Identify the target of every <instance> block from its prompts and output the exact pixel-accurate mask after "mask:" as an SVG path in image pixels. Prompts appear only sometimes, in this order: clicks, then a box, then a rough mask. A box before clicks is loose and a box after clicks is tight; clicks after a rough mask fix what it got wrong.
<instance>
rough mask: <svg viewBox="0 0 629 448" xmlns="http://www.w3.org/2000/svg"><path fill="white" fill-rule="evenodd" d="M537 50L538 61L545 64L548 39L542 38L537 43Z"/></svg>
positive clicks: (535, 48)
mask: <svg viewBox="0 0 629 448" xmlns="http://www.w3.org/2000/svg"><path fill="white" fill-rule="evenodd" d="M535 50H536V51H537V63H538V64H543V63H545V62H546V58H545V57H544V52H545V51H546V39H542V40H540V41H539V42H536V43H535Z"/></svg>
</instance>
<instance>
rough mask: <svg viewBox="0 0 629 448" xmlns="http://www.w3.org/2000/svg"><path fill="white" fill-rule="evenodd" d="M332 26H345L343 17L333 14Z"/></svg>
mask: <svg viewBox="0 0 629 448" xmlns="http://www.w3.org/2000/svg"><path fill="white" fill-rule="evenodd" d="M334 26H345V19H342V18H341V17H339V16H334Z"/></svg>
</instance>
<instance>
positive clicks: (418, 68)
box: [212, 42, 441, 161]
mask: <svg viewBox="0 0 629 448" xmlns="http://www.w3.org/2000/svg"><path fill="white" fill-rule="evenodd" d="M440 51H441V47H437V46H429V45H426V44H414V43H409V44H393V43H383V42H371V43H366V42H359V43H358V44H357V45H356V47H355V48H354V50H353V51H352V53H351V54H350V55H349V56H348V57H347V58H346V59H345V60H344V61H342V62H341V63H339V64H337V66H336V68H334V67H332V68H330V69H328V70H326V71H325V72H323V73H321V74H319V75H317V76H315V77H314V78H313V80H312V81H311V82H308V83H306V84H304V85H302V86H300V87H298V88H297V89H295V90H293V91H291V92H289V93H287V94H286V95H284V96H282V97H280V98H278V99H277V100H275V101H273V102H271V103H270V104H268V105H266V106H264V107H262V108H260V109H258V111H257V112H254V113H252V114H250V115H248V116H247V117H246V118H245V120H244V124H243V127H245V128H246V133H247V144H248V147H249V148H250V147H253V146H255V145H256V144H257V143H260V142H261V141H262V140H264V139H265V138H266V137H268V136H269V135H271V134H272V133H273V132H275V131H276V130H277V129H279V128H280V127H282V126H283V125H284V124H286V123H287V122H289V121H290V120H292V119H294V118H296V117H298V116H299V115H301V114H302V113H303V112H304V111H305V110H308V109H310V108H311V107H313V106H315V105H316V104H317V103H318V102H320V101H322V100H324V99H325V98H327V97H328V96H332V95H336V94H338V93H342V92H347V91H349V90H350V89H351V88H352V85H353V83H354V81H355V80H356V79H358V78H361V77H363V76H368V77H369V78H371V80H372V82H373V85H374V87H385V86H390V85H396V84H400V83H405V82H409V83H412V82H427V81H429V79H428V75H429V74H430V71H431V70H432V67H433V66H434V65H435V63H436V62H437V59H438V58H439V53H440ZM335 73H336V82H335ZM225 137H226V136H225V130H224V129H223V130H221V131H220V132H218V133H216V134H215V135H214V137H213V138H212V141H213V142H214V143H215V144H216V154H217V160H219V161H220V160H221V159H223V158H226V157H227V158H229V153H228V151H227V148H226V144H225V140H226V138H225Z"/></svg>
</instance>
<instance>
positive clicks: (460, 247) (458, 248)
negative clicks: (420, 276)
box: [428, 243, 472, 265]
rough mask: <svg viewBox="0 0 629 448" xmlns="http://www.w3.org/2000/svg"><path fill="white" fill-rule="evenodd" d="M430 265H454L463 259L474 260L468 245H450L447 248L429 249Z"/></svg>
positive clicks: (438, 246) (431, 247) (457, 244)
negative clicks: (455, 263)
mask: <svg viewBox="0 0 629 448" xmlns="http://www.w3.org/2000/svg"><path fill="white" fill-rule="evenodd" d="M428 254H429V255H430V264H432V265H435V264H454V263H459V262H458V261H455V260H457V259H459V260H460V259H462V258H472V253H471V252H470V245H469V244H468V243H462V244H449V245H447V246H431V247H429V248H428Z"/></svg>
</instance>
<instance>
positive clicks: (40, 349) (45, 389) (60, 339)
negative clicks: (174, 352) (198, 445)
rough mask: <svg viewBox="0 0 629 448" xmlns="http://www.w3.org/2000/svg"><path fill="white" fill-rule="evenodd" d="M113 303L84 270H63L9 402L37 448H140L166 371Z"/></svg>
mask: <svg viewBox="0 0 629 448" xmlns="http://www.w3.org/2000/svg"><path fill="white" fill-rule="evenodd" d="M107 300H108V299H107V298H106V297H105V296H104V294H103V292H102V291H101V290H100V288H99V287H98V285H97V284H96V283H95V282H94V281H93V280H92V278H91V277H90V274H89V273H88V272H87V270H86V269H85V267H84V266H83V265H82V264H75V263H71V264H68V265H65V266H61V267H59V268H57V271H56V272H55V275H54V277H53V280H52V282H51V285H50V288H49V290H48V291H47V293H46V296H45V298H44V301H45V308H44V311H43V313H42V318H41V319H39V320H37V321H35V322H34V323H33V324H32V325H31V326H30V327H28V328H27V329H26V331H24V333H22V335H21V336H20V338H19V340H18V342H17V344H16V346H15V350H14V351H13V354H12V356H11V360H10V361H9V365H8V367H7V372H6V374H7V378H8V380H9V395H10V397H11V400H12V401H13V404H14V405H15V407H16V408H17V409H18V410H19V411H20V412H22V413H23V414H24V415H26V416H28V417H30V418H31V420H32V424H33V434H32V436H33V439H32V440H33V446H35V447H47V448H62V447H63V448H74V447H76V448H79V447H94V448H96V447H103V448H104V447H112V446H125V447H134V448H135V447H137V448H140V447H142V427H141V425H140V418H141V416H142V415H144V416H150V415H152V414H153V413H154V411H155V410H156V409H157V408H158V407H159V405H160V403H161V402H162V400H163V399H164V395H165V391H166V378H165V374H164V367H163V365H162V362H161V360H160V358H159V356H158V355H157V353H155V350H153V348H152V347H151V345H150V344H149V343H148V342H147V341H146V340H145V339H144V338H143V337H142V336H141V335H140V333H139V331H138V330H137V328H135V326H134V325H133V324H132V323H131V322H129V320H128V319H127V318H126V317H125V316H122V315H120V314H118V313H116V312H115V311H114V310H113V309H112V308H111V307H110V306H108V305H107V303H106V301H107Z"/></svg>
—————
*Assignment:*
What you return must match the data word for word.

*Result of the task:*
Identify the target of every <instance> block from its prompts and output the exact pixel-accurate mask after "mask:" as an SVG path in image pixels. Prompts appear only sometimes, in this order: clicks, then a box, then a rough mask. A box before clicks is loose and a box after clicks is tight; clicks after a rough mask fix what it got wrong.
<instance>
rough mask: <svg viewBox="0 0 629 448" xmlns="http://www.w3.org/2000/svg"><path fill="white" fill-rule="evenodd" d="M537 50L538 61L545 64L548 39L542 38L537 43Z"/></svg>
positive clicks: (535, 48)
mask: <svg viewBox="0 0 629 448" xmlns="http://www.w3.org/2000/svg"><path fill="white" fill-rule="evenodd" d="M535 50H536V51H537V63H538V64H543V63H545V62H546V58H545V57H544V52H545V51H546V39H542V40H540V41H539V42H536V43H535Z"/></svg>
</instance>
<instance>
rough mask: <svg viewBox="0 0 629 448" xmlns="http://www.w3.org/2000/svg"><path fill="white" fill-rule="evenodd" d="M332 26H345L343 17L333 14Z"/></svg>
mask: <svg viewBox="0 0 629 448" xmlns="http://www.w3.org/2000/svg"><path fill="white" fill-rule="evenodd" d="M334 26H345V19H342V18H341V17H339V16H334Z"/></svg>
</instance>
<instance>
positive clicks: (418, 68)
box: [212, 42, 441, 161]
mask: <svg viewBox="0 0 629 448" xmlns="http://www.w3.org/2000/svg"><path fill="white" fill-rule="evenodd" d="M440 51H441V47H437V46H429V45H426V44H414V43H409V44H393V43H383V42H371V43H366V42H359V43H358V44H357V45H356V47H355V48H354V50H353V51H352V53H351V54H350V55H349V56H348V57H347V58H346V59H345V60H344V61H342V62H341V63H339V64H337V66H336V68H334V67H332V68H330V69H328V70H326V71H325V72H323V73H321V74H319V75H317V76H315V77H314V78H313V80H312V81H311V82H308V83H306V84H304V85H302V86H300V87H298V88H297V89H295V90H293V91H291V92H289V93H287V94H286V95H284V96H282V97H280V98H278V99H277V100H275V101H273V102H271V103H270V104H268V105H266V106H264V107H262V108H260V109H258V111H257V112H254V113H252V114H250V115H248V116H247V117H246V118H245V120H244V124H243V127H245V128H246V133H247V144H248V147H249V148H250V147H253V146H255V145H256V144H257V143H260V142H261V141H262V140H264V139H265V138H266V137H268V136H269V135H271V134H272V133H273V132H275V131H276V130H277V129H279V128H280V127H282V126H283V125H284V124H286V123H287V122H289V121H290V120H292V119H294V118H296V117H298V116H299V115H301V114H302V113H303V112H304V111H305V110H308V109H310V108H311V107H313V106H315V105H316V104H317V103H318V102H320V101H322V100H324V99H325V98H327V97H328V96H332V95H336V94H338V93H342V92H347V91H349V90H350V89H351V88H352V85H353V83H354V81H355V80H356V79H358V78H361V77H363V76H368V77H369V78H371V80H372V82H373V85H374V87H385V86H390V85H396V84H400V83H405V82H409V83H412V82H427V81H429V79H428V75H429V74H430V71H431V70H432V67H433V66H434V65H435V63H436V62H437V59H438V58H439V53H440ZM335 73H336V82H335ZM225 137H226V136H225V130H224V129H223V130H221V131H220V132H218V133H216V134H215V135H214V137H213V138H212V141H213V142H214V143H215V144H216V154H217V160H219V161H220V160H221V159H223V158H226V157H227V158H229V153H228V151H227V148H226V144H225V140H226V138H225Z"/></svg>
</instance>
<instance>
positive clicks: (460, 247) (458, 248)
negative clicks: (420, 276)
box: [428, 243, 472, 265]
rough mask: <svg viewBox="0 0 629 448" xmlns="http://www.w3.org/2000/svg"><path fill="white" fill-rule="evenodd" d="M430 265H454L463 259L474 260L468 245H450L447 248L429 249Z"/></svg>
positive clicks: (438, 246) (431, 247) (457, 244)
negative clicks: (455, 263)
mask: <svg viewBox="0 0 629 448" xmlns="http://www.w3.org/2000/svg"><path fill="white" fill-rule="evenodd" d="M428 254H429V255H430V264H432V265H435V264H454V263H459V262H458V261H455V260H457V259H459V260H460V259H462V258H472V253H471V252H470V245H469V244H468V243H462V244H449V245H447V246H431V247H429V248H428Z"/></svg>
</instance>
<instance>
positive clicks: (40, 349) (45, 389) (60, 339)
negative clicks: (174, 352) (198, 445)
rough mask: <svg viewBox="0 0 629 448" xmlns="http://www.w3.org/2000/svg"><path fill="white" fill-rule="evenodd" d="M113 303L84 270H63L9 402L37 448H140L166 371Z"/></svg>
mask: <svg viewBox="0 0 629 448" xmlns="http://www.w3.org/2000/svg"><path fill="white" fill-rule="evenodd" d="M107 300H108V299H107V298H106V297H105V296H104V294H103V292H102V291H101V290H100V288H99V287H98V285H97V284H96V283H95V282H94V281H93V280H92V278H91V277H90V274H89V273H88V272H87V270H86V269H85V267H84V266H83V265H82V264H75V263H71V264H68V265H65V266H61V267H59V268H57V271H56V272H55V275H54V277H53V280H52V282H51V285H50V288H49V290H48V291H47V293H46V296H45V298H44V301H45V308H44V311H43V313H42V318H41V319H39V320H37V321H35V322H34V323H33V324H32V325H31V326H30V327H28V328H27V329H26V331H24V333H22V335H21V336H20V338H19V340H18V342H17V344H16V346H15V350H14V351H13V354H12V356H11V360H10V361H9V365H8V367H7V372H6V374H7V378H8V380H9V395H10V397H11V400H12V401H13V404H14V405H15V407H16V408H17V409H18V410H19V411H20V412H22V413H23V414H24V415H26V416H28V417H30V418H31V420H32V424H33V434H32V436H33V439H32V440H33V446H35V447H47V448H62V447H63V448H74V447H76V448H79V447H94V448H96V447H103V448H104V447H112V446H125V447H134V448H135V447H137V448H140V447H142V427H141V425H140V418H141V416H142V415H144V416H150V415H152V414H153V413H154V411H155V410H156V409H157V408H158V407H159V405H160V403H161V402H162V400H163V399H164V395H165V391H166V378H165V374H164V367H163V365H162V362H161V360H160V358H159V356H158V355H157V353H155V350H153V348H152V347H151V345H150V344H149V343H148V342H147V341H146V340H145V339H144V338H143V337H142V336H141V335H140V333H139V331H138V330H137V328H135V326H134V325H133V324H132V323H131V322H129V320H128V319H127V318H126V317H125V316H122V315H120V314H118V313H116V312H115V311H114V310H113V309H112V308H111V307H110V306H108V305H107V303H106V301H107Z"/></svg>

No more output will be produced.